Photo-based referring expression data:

* * * * * * *

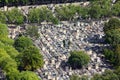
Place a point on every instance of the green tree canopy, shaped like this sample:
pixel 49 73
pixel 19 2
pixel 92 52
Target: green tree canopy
pixel 78 59
pixel 31 58
pixel 22 43
pixel 28 75
pixel 2 17
pixel 113 23
pixel 15 16
pixel 3 30
pixel 116 9
pixel 39 15
pixel 32 31
pixel 66 12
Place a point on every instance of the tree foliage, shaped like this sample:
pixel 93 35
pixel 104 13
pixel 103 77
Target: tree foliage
pixel 39 15
pixel 78 59
pixel 15 16
pixel 22 43
pixel 32 31
pixel 31 58
pixel 28 75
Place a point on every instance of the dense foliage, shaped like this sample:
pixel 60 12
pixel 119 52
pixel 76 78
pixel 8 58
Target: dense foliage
pixel 30 59
pixel 15 16
pixel 9 57
pixel 33 32
pixel 112 35
pixel 78 59
pixel 22 43
pixel 39 15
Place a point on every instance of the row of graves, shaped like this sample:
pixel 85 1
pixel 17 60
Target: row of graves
pixel 56 42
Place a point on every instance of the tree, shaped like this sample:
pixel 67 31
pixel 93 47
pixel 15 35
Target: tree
pixel 113 23
pixel 15 16
pixel 107 75
pixel 30 59
pixel 22 43
pixel 110 55
pixel 11 51
pixel 65 12
pixel 3 30
pixel 32 31
pixel 117 55
pixel 34 16
pixel 39 15
pixel 95 11
pixel 97 77
pixel 28 75
pixel 117 72
pixel 6 62
pixel 113 36
pixel 116 9
pixel 74 77
pixel 2 17
pixel 78 59
pixel 13 75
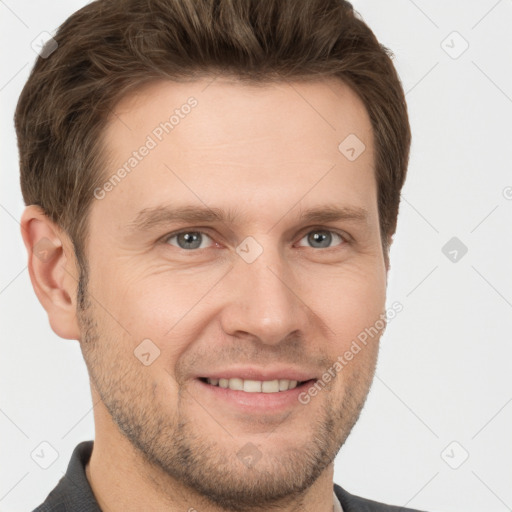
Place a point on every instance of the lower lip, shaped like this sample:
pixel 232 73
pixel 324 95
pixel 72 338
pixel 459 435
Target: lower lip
pixel 256 402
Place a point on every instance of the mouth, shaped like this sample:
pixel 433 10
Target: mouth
pixel 252 398
pixel 256 386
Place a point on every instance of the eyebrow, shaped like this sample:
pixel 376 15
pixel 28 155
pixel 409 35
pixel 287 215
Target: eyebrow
pixel 151 218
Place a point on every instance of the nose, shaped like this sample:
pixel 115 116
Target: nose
pixel 263 299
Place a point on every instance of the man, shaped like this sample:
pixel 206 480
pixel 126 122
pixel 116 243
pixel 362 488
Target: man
pixel 212 188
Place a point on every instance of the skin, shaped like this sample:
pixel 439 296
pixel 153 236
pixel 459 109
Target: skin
pixel 264 150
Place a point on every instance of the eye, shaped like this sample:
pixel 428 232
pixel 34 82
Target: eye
pixel 188 239
pixel 322 238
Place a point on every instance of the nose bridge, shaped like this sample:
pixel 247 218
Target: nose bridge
pixel 262 302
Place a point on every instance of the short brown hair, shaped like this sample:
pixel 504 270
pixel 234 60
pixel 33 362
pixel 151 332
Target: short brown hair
pixel 111 47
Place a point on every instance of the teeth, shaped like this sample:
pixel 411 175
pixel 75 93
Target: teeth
pixel 254 386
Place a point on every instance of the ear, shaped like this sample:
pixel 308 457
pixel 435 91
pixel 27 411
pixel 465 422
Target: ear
pixel 386 256
pixel 53 270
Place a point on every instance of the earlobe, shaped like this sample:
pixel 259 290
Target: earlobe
pixel 53 270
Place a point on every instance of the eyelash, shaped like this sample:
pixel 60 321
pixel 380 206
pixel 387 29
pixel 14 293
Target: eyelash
pixel 343 236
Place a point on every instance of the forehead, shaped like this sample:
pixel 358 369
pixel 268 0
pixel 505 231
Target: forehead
pixel 229 144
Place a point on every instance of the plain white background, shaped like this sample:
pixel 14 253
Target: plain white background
pixel 435 433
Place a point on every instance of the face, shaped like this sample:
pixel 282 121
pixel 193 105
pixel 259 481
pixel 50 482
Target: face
pixel 231 264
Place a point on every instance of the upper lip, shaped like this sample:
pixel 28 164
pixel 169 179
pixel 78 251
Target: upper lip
pixel 255 373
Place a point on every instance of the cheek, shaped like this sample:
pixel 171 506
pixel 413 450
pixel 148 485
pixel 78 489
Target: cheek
pixel 351 300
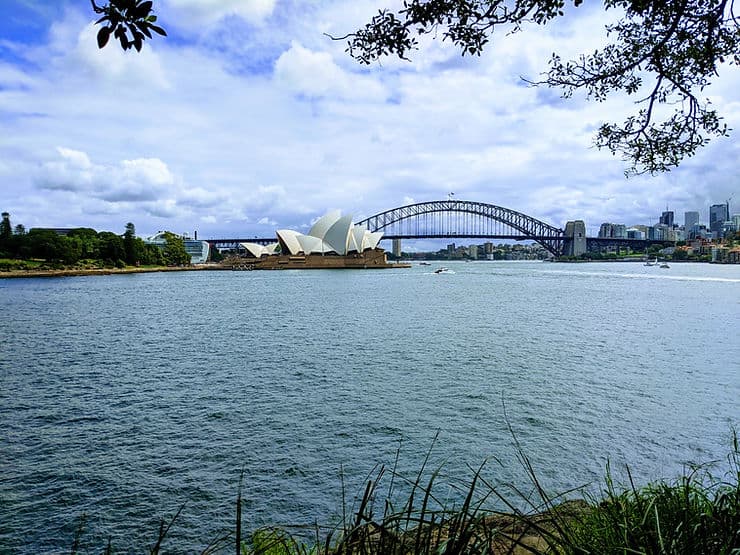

* * * * * * *

## [PROMPT]
Write out the entries above in full and exactly; no pictures.

## [RESULT BELOW]
Place a point on every instance of the green tree canopy, shaped like this sample:
pixel 49 73
pixel 19 2
pixel 92 52
Target: green tree canopy
pixel 78 59
pixel 31 58
pixel 22 43
pixel 28 75
pixel 2 17
pixel 113 23
pixel 15 16
pixel 3 30
pixel 116 9
pixel 39 15
pixel 32 31
pixel 66 12
Place a point on every instance of the tree foliage, shaped like this sample:
pixel 93 35
pixel 104 13
pixel 103 77
Target: tree foliage
pixel 39 15
pixel 78 59
pixel 15 16
pixel 22 43
pixel 32 31
pixel 31 58
pixel 28 75
Place a point on every instance of the dense foliage, shaped like this sample:
pixel 60 12
pixel 119 52
pixel 76 78
pixel 8 58
Target: dense foliage
pixel 30 59
pixel 15 16
pixel 9 57
pixel 33 32
pixel 112 35
pixel 78 59
pixel 22 43
pixel 39 15
Place a point on every instance of the row of graves, shaped like this sample:
pixel 85 1
pixel 17 60
Target: row of graves
pixel 56 42
Place a point on every instance of the tree, shaped like this sample:
pixel 67 31
pixel 93 47
pixel 15 35
Target: tree
pixel 113 23
pixel 15 16
pixel 107 75
pixel 30 59
pixel 22 43
pixel 110 55
pixel 11 51
pixel 65 12
pixel 3 30
pixel 32 31
pixel 117 55
pixel 34 16
pixel 39 15
pixel 95 11
pixel 97 77
pixel 28 75
pixel 117 72
pixel 6 62
pixel 113 36
pixel 116 9
pixel 74 77
pixel 2 17
pixel 78 59
pixel 13 75
Place a point on every instance of the lower lip, shaped like this sample:
pixel 232 73
pixel 324 95
pixel 72 338
pixel 459 435
Target: lower lip
pixel 256 402
Place a point on every instance of the mouth, shaped like this sample:
pixel 433 10
Target: mouth
pixel 252 398
pixel 256 386
Place a point on every instance of the eyebrow, shaped like this sample:
pixel 376 15
pixel 28 155
pixel 409 35
pixel 287 215
Target: eyebrow
pixel 151 218
Place a point on every instance of the nose, shaped like this sample:
pixel 115 116
Target: nose
pixel 263 299
Place a point on every instance of the man, shaped like this sample:
pixel 206 480
pixel 126 122
pixel 116 243
pixel 362 488
Target: man
pixel 212 188
Place a point on every instance of the skin, shaped like this sample:
pixel 439 296
pixel 153 236
pixel 459 109
Target: skin
pixel 264 150
Place a point on every instance of the eye, shaped like this sample:
pixel 428 232
pixel 34 82
Target: eye
pixel 188 239
pixel 322 238
Place a point on every instance of the nose bridge, shaped like this sample:
pixel 247 218
Target: nose bridge
pixel 262 302
Place a point on every instance of the short brown hair, shaped like this sample:
pixel 504 270
pixel 234 60
pixel 33 362
pixel 151 332
Target: short brown hair
pixel 111 47
Place a point on every instance of the teeth, shaped like this sample:
pixel 411 175
pixel 75 93
Target: teeth
pixel 254 386
Place a point on every instance of the ear, shaped like this sample:
pixel 308 457
pixel 435 91
pixel 27 411
pixel 465 422
Target: ear
pixel 386 256
pixel 53 270
Place a point on every instance of the earlobe, shaped like this sample:
pixel 259 290
Target: earlobe
pixel 53 270
Place a point on every instance of the eyelash, shaped like this sample:
pixel 60 321
pixel 380 206
pixel 387 29
pixel 14 293
Target: eyelash
pixel 343 236
Place a point on every instance of the forehead, shaped like this sample:
pixel 358 369
pixel 268 0
pixel 505 231
Target: forehead
pixel 229 144
Place a point on every instance of the plain white background, shaped like this sample:
pixel 14 253
Target: plain white background
pixel 435 433
Place a point on every instance of the face, shaped like this sample:
pixel 282 121
pixel 193 105
pixel 259 481
pixel 50 482
Target: face
pixel 231 264
Place a point on every instance of the upper lip, shaped like this sample:
pixel 28 164
pixel 169 179
pixel 78 251
Target: upper lip
pixel 255 373
Place a point on every instance of the cheek, shaped like this sample:
pixel 171 506
pixel 413 450
pixel 148 485
pixel 78 489
Target: cheek
pixel 351 300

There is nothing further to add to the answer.